** About this task **
Go line by line through the records below. Copy whichever lines contain the string "plate".

Information provided below:

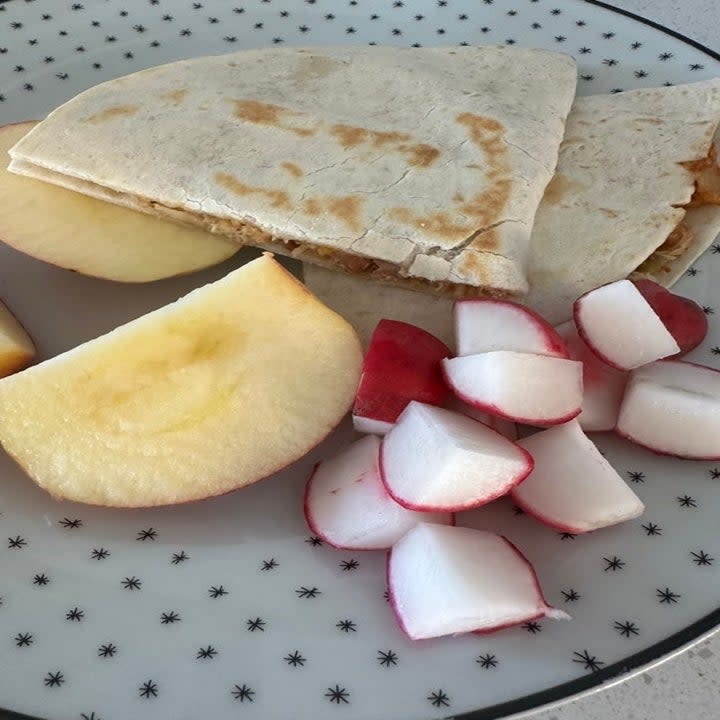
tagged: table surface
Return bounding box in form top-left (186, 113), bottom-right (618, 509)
top-left (0, 3), bottom-right (717, 720)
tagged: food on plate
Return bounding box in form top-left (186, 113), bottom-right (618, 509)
top-left (0, 255), bottom-right (362, 506)
top-left (387, 523), bottom-right (569, 640)
top-left (304, 435), bottom-right (453, 550)
top-left (632, 278), bottom-right (708, 356)
top-left (616, 360), bottom-right (720, 459)
top-left (555, 321), bottom-right (627, 432)
top-left (511, 420), bottom-right (645, 533)
top-left (0, 299), bottom-right (35, 377)
top-left (442, 351), bottom-right (583, 425)
top-left (445, 395), bottom-right (518, 440)
top-left (574, 280), bottom-right (680, 370)
top-left (0, 121), bottom-right (239, 282)
top-left (8, 46), bottom-right (577, 298)
top-left (352, 319), bottom-right (450, 435)
top-left (454, 298), bottom-right (569, 357)
top-left (526, 78), bottom-right (720, 323)
top-left (379, 402), bottom-right (533, 511)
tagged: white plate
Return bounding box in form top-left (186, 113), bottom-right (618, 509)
top-left (0, 1), bottom-right (719, 719)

End of Information provided.

** Response **
tagged: food on plate
tagged: white plate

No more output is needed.